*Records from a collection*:
──────────────────────────────

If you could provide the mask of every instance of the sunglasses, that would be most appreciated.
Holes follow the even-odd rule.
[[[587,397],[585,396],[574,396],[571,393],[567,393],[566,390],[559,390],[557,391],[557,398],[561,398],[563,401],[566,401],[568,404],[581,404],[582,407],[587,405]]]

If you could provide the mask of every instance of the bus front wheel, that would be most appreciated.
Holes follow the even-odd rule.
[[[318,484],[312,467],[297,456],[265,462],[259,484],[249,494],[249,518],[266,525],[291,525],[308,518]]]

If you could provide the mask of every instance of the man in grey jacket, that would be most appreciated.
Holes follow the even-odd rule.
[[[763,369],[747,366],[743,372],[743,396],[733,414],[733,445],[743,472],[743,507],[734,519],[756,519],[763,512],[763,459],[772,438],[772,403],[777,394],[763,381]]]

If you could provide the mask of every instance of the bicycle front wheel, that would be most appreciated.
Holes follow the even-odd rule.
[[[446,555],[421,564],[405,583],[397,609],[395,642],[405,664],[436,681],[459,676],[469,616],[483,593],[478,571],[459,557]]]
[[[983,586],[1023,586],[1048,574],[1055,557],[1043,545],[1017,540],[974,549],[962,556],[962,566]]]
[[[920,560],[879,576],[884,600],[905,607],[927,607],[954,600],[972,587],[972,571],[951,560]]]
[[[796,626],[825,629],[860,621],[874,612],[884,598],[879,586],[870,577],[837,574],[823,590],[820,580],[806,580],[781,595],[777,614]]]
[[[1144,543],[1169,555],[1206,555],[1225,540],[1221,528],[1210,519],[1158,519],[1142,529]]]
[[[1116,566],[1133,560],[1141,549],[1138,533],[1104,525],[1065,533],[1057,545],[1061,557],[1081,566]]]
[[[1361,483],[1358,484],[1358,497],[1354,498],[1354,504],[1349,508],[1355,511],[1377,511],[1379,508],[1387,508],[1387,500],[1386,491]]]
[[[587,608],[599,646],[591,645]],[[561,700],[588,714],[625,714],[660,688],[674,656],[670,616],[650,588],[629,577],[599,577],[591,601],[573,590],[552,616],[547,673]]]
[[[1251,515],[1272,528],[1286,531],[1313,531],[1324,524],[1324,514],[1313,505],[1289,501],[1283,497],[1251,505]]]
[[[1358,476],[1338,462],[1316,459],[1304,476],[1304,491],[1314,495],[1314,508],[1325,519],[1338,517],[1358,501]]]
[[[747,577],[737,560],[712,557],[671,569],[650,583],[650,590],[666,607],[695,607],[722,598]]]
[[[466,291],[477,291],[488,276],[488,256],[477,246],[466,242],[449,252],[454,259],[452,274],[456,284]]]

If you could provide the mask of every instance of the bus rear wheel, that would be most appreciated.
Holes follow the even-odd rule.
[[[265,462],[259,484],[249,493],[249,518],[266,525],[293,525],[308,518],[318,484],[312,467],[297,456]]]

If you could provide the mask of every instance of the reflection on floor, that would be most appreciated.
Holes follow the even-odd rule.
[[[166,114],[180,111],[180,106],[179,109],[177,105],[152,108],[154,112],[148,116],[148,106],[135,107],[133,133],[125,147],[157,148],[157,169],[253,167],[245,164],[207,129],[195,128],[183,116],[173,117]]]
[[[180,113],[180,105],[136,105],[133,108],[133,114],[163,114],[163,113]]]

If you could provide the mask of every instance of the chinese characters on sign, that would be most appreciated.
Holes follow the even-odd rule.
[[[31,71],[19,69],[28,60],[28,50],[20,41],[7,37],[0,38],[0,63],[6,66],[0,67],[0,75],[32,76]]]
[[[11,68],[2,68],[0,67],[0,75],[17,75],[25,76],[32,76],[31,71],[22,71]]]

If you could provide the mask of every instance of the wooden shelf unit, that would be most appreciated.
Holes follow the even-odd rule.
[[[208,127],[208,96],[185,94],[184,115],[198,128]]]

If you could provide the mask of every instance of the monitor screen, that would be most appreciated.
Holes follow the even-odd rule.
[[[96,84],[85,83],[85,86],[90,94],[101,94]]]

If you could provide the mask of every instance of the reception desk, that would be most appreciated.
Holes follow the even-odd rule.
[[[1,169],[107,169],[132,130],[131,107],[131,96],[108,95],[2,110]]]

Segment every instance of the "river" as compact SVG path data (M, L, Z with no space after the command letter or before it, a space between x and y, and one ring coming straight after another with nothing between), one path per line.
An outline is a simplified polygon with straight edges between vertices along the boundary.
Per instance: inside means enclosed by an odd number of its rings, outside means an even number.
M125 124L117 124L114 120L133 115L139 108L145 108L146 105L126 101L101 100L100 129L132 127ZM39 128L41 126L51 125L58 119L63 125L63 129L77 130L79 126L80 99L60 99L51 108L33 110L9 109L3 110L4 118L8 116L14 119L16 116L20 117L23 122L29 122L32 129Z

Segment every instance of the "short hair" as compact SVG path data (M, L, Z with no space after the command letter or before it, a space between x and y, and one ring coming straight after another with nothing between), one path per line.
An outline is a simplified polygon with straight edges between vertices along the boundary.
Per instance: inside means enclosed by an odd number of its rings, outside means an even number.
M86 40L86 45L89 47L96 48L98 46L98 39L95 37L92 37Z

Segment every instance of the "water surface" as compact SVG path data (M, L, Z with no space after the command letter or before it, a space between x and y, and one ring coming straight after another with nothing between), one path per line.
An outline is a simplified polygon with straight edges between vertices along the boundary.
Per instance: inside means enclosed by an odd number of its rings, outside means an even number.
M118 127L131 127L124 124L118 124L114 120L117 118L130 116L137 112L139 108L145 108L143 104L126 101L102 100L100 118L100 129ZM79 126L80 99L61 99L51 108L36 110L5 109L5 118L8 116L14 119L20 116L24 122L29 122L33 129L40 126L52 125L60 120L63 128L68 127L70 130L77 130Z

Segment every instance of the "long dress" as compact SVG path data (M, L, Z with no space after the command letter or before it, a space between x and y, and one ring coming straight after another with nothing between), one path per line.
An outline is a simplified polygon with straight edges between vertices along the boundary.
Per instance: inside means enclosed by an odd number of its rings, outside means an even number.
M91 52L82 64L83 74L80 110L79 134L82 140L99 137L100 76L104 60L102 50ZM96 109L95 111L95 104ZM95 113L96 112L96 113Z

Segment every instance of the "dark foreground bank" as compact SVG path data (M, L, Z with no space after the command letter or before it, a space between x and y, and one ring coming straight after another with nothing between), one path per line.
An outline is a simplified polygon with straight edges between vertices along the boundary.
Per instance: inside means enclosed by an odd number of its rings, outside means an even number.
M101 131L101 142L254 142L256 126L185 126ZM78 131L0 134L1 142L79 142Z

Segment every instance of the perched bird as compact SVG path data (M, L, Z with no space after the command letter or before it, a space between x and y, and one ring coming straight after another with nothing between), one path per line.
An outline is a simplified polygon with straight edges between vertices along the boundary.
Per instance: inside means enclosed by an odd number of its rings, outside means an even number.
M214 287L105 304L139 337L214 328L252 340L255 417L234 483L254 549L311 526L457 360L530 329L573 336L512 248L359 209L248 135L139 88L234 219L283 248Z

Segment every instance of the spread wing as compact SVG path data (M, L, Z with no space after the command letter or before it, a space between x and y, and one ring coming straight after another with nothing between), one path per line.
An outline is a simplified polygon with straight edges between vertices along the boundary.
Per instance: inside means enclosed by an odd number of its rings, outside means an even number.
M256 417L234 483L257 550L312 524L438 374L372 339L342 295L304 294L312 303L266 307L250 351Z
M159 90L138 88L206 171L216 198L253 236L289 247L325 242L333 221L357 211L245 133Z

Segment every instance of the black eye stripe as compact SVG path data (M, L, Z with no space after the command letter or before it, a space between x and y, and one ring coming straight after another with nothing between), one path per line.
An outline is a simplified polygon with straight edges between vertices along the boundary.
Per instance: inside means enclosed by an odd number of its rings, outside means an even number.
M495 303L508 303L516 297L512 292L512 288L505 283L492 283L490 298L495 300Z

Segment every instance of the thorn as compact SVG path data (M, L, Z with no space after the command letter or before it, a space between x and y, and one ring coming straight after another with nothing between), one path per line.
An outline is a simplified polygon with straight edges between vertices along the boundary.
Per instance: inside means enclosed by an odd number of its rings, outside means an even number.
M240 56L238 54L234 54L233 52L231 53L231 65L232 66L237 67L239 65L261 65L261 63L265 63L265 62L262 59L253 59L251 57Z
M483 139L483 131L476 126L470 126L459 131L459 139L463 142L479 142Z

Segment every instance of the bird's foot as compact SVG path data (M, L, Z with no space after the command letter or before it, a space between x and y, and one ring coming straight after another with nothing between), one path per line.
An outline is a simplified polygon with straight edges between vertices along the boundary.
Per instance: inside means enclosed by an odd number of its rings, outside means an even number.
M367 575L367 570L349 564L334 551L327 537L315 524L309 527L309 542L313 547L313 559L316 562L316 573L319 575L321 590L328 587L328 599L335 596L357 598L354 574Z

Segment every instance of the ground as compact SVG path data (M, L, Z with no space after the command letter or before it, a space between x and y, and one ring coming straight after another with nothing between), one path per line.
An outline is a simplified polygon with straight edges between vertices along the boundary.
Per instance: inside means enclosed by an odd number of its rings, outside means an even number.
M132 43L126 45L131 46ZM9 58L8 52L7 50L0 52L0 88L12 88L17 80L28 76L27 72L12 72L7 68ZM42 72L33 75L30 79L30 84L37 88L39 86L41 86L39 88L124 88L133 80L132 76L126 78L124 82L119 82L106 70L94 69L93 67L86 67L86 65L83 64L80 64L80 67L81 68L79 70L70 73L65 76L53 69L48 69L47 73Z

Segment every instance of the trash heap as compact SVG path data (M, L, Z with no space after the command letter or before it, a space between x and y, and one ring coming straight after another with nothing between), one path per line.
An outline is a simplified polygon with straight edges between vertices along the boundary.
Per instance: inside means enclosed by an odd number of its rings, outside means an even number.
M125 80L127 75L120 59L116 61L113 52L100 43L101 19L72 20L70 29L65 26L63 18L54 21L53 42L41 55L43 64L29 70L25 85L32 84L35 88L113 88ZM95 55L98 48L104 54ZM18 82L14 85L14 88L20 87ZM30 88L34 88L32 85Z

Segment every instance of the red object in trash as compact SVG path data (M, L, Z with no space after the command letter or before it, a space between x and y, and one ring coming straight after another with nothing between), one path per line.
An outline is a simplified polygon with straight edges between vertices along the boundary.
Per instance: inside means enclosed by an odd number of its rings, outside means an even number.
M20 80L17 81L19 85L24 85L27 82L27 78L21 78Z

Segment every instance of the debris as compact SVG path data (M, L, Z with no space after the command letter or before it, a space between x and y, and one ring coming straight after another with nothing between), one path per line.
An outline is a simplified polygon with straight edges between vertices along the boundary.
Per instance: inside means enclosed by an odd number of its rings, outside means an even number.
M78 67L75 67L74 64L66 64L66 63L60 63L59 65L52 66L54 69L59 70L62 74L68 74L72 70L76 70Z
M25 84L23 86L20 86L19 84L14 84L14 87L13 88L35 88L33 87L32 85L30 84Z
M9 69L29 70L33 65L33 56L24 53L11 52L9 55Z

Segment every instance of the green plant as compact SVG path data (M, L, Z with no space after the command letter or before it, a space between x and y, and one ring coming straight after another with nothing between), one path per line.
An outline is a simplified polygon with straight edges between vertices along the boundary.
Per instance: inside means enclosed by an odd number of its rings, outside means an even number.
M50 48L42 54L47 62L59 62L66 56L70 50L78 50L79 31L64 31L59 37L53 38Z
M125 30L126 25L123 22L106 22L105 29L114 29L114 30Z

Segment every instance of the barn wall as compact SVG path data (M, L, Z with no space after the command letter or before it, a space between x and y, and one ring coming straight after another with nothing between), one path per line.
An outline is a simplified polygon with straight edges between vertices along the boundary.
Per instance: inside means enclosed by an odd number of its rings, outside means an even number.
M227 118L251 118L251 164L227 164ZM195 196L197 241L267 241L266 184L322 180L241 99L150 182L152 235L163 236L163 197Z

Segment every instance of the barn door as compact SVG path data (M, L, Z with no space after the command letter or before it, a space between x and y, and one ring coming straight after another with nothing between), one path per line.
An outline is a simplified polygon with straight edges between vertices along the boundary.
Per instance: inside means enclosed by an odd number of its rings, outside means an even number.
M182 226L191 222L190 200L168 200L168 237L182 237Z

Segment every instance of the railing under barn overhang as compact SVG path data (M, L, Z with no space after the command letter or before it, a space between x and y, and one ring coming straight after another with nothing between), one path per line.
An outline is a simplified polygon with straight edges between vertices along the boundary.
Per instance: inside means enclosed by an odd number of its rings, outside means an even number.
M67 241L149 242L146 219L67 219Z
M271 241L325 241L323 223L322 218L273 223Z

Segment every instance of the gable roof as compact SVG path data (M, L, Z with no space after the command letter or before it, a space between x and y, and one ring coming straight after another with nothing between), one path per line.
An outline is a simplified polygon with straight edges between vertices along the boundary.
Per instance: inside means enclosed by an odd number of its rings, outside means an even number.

──────────────────────────────

*Given exercise*: Replace "barn overhang" with "porch roof" in the records from the line with "Segment every instance of the railing" up to and including the line with "M271 241L325 241L323 223L322 218L273 223Z", and write out only those lines with everything else unchanged.

*Result for this task*:
Segment every instance of the railing under porch roof as compact SVG path data (M, L, Z with no space after the command letter or before it, a space between x and y, and one ring coming straight after another with nothing between), one path per line.
An outline is a simplified polygon with straight edges between vertices along the boundary.
Per instance: inside means enclosed by an odd number of its rings, outside means an even number.
M67 241L149 242L146 219L67 219Z
M271 241L325 241L323 223L322 218L273 223Z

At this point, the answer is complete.